Region outline entries

<<<<

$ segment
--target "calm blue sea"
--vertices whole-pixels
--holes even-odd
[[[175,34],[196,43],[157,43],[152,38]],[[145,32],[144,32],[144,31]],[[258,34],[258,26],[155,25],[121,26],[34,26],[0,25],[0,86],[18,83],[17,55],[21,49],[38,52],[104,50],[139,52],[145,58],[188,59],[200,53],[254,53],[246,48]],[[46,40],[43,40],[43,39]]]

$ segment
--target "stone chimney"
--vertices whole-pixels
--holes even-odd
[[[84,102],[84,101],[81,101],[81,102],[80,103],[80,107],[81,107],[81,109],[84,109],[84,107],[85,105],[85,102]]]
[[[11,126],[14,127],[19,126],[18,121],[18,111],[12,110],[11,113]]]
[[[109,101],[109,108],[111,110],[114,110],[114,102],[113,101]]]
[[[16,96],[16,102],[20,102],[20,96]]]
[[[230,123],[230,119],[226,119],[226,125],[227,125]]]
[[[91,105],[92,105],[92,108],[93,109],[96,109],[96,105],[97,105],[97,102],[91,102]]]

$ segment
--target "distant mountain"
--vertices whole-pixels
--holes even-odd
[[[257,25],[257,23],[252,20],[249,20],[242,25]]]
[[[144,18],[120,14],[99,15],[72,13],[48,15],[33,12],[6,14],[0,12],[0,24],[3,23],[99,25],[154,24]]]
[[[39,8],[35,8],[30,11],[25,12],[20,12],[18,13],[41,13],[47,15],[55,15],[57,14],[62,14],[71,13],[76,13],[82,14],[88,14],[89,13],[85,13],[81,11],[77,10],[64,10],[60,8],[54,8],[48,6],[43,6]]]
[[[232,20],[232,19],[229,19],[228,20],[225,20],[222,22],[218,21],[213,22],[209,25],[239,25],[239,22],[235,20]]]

>>>>

The request: Rewrite the material above, putting "subpixel" in place of "whole-pixels" everywhere it appears and leaving everything else the same.

Reply:
$ segment
--target "calm blue sea"
--vertices subpixel
--holes even-odd
[[[175,34],[196,43],[157,43],[152,38]],[[145,32],[144,32],[144,31]],[[258,34],[258,26],[155,25],[121,26],[34,26],[0,25],[0,86],[18,83],[17,55],[21,49],[38,52],[104,50],[139,52],[145,58],[188,59],[200,53],[254,53],[246,48]],[[46,40],[43,40],[43,39]]]

$ segment
--target "stone chimney"
--vertices subpixel
--holes even-odd
[[[84,102],[84,101],[81,101],[81,102],[80,103],[80,107],[81,107],[81,109],[84,109],[84,107],[85,105],[85,102]]]
[[[11,126],[14,127],[19,126],[18,121],[18,111],[12,110],[11,113]]]
[[[109,101],[109,108],[111,110],[114,110],[114,102],[113,101]]]
[[[16,96],[16,102],[20,102],[20,96]]]
[[[230,123],[230,119],[226,119],[226,125],[227,125]]]
[[[91,105],[92,105],[92,108],[93,109],[96,109],[96,105],[97,105],[97,102],[91,102]]]

$ segment
--target "distant mountain"
--vertices subpixel
--holes even-odd
[[[257,25],[257,23],[252,20],[249,20],[242,25]]]
[[[144,18],[120,14],[99,15],[72,13],[48,15],[33,12],[6,14],[0,12],[0,24],[3,23],[99,25],[154,24]]]
[[[39,8],[35,8],[30,11],[25,12],[20,12],[18,13],[41,13],[47,15],[55,15],[57,14],[62,14],[71,13],[76,13],[82,14],[88,14],[89,13],[85,13],[81,11],[77,10],[64,10],[60,8],[54,8],[48,6],[43,6]]]
[[[232,20],[232,19],[229,19],[228,20],[225,20],[222,22],[218,21],[213,22],[209,25],[239,25],[239,22],[235,20]]]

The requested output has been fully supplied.